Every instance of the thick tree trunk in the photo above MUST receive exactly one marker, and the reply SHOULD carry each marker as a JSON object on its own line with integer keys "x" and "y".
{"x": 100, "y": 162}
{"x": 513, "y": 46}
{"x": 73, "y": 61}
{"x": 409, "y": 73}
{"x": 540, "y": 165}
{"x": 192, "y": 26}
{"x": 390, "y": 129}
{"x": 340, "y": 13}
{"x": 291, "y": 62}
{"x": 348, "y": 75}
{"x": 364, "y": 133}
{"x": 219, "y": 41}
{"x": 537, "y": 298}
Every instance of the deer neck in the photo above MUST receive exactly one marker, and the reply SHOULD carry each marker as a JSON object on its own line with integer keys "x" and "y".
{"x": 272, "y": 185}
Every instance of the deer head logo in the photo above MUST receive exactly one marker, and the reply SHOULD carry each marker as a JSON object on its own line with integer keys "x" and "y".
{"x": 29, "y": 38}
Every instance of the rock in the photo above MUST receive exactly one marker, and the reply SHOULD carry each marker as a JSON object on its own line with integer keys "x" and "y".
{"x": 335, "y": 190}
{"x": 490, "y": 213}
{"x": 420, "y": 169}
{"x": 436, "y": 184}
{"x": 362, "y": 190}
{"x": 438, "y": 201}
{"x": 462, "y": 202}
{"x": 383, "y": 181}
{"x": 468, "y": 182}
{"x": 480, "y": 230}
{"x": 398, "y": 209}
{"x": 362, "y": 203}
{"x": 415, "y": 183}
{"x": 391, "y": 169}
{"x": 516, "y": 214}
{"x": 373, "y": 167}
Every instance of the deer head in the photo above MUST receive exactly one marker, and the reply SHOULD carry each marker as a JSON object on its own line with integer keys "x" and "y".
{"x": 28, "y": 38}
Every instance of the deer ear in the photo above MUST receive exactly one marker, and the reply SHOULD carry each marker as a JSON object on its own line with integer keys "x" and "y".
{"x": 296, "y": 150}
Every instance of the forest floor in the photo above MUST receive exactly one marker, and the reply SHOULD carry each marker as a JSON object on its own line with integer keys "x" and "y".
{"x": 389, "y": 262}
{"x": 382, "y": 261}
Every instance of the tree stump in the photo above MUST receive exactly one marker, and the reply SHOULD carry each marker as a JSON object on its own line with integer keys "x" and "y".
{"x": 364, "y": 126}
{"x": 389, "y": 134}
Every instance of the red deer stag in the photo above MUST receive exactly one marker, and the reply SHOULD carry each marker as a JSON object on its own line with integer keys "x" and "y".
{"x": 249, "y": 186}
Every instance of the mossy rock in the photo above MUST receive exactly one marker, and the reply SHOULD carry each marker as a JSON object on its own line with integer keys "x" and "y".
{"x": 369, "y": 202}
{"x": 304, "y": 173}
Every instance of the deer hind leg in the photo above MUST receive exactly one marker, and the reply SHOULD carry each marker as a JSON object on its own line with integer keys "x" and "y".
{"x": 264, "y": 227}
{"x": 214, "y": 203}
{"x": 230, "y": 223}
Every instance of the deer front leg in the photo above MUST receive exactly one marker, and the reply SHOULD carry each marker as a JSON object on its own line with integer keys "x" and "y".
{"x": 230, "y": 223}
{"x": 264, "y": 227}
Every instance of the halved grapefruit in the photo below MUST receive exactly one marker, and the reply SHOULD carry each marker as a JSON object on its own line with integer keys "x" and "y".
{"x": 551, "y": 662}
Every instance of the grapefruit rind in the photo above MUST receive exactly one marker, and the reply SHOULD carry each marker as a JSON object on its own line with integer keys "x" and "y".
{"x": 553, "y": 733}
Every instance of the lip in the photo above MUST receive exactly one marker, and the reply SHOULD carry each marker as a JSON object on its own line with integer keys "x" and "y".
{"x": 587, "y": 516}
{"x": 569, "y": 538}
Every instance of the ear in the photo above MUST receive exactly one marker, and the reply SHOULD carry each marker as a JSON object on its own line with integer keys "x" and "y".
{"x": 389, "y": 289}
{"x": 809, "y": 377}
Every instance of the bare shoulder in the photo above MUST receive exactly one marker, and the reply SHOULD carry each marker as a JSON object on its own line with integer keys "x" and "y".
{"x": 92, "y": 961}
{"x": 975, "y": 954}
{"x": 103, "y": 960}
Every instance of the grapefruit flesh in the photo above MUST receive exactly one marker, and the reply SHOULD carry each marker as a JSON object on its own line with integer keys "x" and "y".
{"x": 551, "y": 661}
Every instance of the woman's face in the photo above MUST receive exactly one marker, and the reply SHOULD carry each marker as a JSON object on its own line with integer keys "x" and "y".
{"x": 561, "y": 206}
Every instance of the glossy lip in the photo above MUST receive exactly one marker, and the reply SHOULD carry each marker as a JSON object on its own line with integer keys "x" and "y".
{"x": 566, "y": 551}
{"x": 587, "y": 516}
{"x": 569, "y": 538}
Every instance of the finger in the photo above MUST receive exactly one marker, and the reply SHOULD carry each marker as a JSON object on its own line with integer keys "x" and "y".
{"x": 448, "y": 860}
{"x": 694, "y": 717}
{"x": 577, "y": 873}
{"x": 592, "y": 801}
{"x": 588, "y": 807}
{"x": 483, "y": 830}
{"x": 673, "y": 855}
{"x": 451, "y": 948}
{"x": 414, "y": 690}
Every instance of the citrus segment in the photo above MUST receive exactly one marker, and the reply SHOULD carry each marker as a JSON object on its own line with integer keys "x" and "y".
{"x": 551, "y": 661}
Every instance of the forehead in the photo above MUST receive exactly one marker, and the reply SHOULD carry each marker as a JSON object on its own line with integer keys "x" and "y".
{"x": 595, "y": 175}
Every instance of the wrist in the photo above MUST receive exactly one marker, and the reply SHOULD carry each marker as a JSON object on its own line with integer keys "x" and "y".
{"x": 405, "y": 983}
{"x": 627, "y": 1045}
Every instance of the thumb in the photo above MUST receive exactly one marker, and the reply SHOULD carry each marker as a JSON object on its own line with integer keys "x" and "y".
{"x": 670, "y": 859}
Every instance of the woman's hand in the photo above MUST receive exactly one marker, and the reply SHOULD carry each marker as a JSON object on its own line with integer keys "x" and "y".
━━━
| TASK DESCRIPTION |
Set down the records again without altering a word.

| EXERCISE RESPONSE |
Every instance of the thick tree trunk in the photo above MUST receive exactly one marker, and the reply SHOULD carry each marker as a JSON object on its own line with integer keys "x" and "y".
{"x": 100, "y": 162}
{"x": 513, "y": 46}
{"x": 73, "y": 61}
{"x": 409, "y": 73}
{"x": 540, "y": 165}
{"x": 192, "y": 26}
{"x": 390, "y": 129}
{"x": 340, "y": 13}
{"x": 291, "y": 62}
{"x": 348, "y": 75}
{"x": 364, "y": 133}
{"x": 219, "y": 41}
{"x": 537, "y": 298}
Every instance of the deer neck in the photo above MUST receive exactly one marker, and the reply SHOULD carry each marker as a JSON object on its own line with integer keys "x" and "y".
{"x": 272, "y": 185}
Every instance of the deer head logo in the photo above MUST receive exactly one marker, and the reply SHOULD carry each marker as a JSON object on its own line with integer keys "x" and "y".
{"x": 29, "y": 38}
Every instance of the rock in the photo above MUST receive exactly one marker, and the reply SHOULD carry each marker as a JSON object on its own line with integer keys "x" and "y".
{"x": 335, "y": 190}
{"x": 490, "y": 213}
{"x": 420, "y": 169}
{"x": 436, "y": 184}
{"x": 362, "y": 190}
{"x": 438, "y": 201}
{"x": 462, "y": 202}
{"x": 383, "y": 181}
{"x": 468, "y": 182}
{"x": 480, "y": 230}
{"x": 398, "y": 209}
{"x": 362, "y": 203}
{"x": 415, "y": 183}
{"x": 391, "y": 169}
{"x": 516, "y": 214}
{"x": 373, "y": 167}
Every instance of the deer head in the photo above MUST receive exactly one marker, and the reply SHOULD carry each marker as a JSON object on its own line with integer keys "x" and "y".
{"x": 28, "y": 38}
Every instance of the deer ear in the photo above MUST receive exactly one marker, and the reply SHOULD carry each marker as a JSON object on its own line with integer keys "x" and "y".
{"x": 296, "y": 150}
Every instance of the forest floor in the photo above MUST receive exactly one marker, and the reply SHOULD carry each marker as a JSON object on its own line with integer keys "x" and "y".
{"x": 389, "y": 262}
{"x": 382, "y": 261}
Every instance of the tree stump in the photo above MUST receive exactly one marker, and the reply SHOULD carry each marker as a JSON object on its own line with integer keys "x" and "y".
{"x": 364, "y": 126}
{"x": 389, "y": 134}
Every instance of the red deer stag in the photo above MUST receive exactly one marker, and the reply SHOULD carry each marker as a JSON object on its own line with integer keys "x" and "y".
{"x": 249, "y": 186}
Every instance of the mossy rock in the photo above MUST receive exactly one marker, and the reply SHOULD carry each marker as a JSON object on its own line with integer keys "x" and "y".
{"x": 369, "y": 202}
{"x": 304, "y": 173}
Every instance of the deer hind leg in the photo above MUST receive exactly one marker, and the reply SHOULD carry each marker as a JSON object on its own line with integer keys "x" and "y".
{"x": 264, "y": 227}
{"x": 214, "y": 203}
{"x": 230, "y": 223}
Every instance of the deer front leg in the photo above MUST receive exactly one marker, and the reply SHOULD carry each marker as a JSON object on its own line with integer keys "x" and "y".
{"x": 230, "y": 223}
{"x": 264, "y": 227}
Every instance of the halved grapefruit in the photo below MUST receive exactly one marker, and the reply SHOULD carry each marker as a JSON object on its own line with integer keys "x" and "y".
{"x": 551, "y": 662}
Every instance of the grapefruit rind in the photo above MUST receive exactly one marker, and the reply SHOULD carry each marker as a JSON object on its own line with integer keys "x" and "y".
{"x": 553, "y": 733}
Every instance of the lip in the photo above MUST receive exactly one marker, and the reply SHOULD carry each marker as a JSON object on its own line with integer keys "x" and "y".
{"x": 587, "y": 516}
{"x": 569, "y": 538}
Every instance of the ear in the photo above MUST receive exactly one marker, and the reply SHOULD carry each marker as a JSON object on its own line with integer keys "x" and "y".
{"x": 389, "y": 289}
{"x": 809, "y": 377}
Every instance of the bare shoulder in the photo above MUST receive exactly one marker, and the reply SHOULD carry each marker as a JSON object on its own line with integer keys "x" and "y".
{"x": 92, "y": 961}
{"x": 975, "y": 954}
{"x": 103, "y": 960}
Every instance of the grapefruit flesh in the photo above MUST receive exactly one marker, and the reply SHOULD carry each marker as a JSON object on its own line with integer keys "x" and "y".
{"x": 551, "y": 661}
Every instance of the woman's face in the photo above MUST receive exactly one marker, and the reply SHOULD carry each marker as a JSON object on its own line with integer keys "x" and "y".
{"x": 561, "y": 206}
Every instance of the glossy lip in the photo above MUST receive exactly one marker, and the reply SHOULD carry each marker as a JSON object on its own line with integer keys "x" and "y".
{"x": 566, "y": 551}
{"x": 587, "y": 516}
{"x": 569, "y": 538}
Every instance of the finger in the photo above MUST receive exactly one marker, and the reply SHOULD carry each marker as a JSON object on its own line with integer keys "x" and "y".
{"x": 448, "y": 860}
{"x": 694, "y": 717}
{"x": 577, "y": 873}
{"x": 592, "y": 801}
{"x": 588, "y": 807}
{"x": 483, "y": 830}
{"x": 673, "y": 855}
{"x": 451, "y": 948}
{"x": 414, "y": 690}
Every instance of the citrus segment in the photo above MUST receive exactly one marker, and the reply SHOULD carry each marker as a JSON object on its own line with integer keys "x" and "y".
{"x": 551, "y": 661}
Every instance of the forehead in the photo above MUST receive exactly one marker, and the reply SHOULD carry each marker as a JSON object on its own line with integer keys "x" and "y".
{"x": 595, "y": 175}
Every instance of the wrist in the photo above MUST receive exactly one marker, and the reply SHOULD carry each marker as a JSON object on its own line with integer keys "x" and "y".
{"x": 405, "y": 983}
{"x": 627, "y": 1045}
Every instance of the thumb in the photo above MUST receive exactly one marker, and the reply SHOULD carry each marker as a JSON object on its own line with integer keys "x" and "y".
{"x": 670, "y": 859}
Every instance of the woman's hand in the photo above MUST receive exactly one marker, and the reply SHOULD carry each marker as a JSON object on its own line with integer keys "x" and "y".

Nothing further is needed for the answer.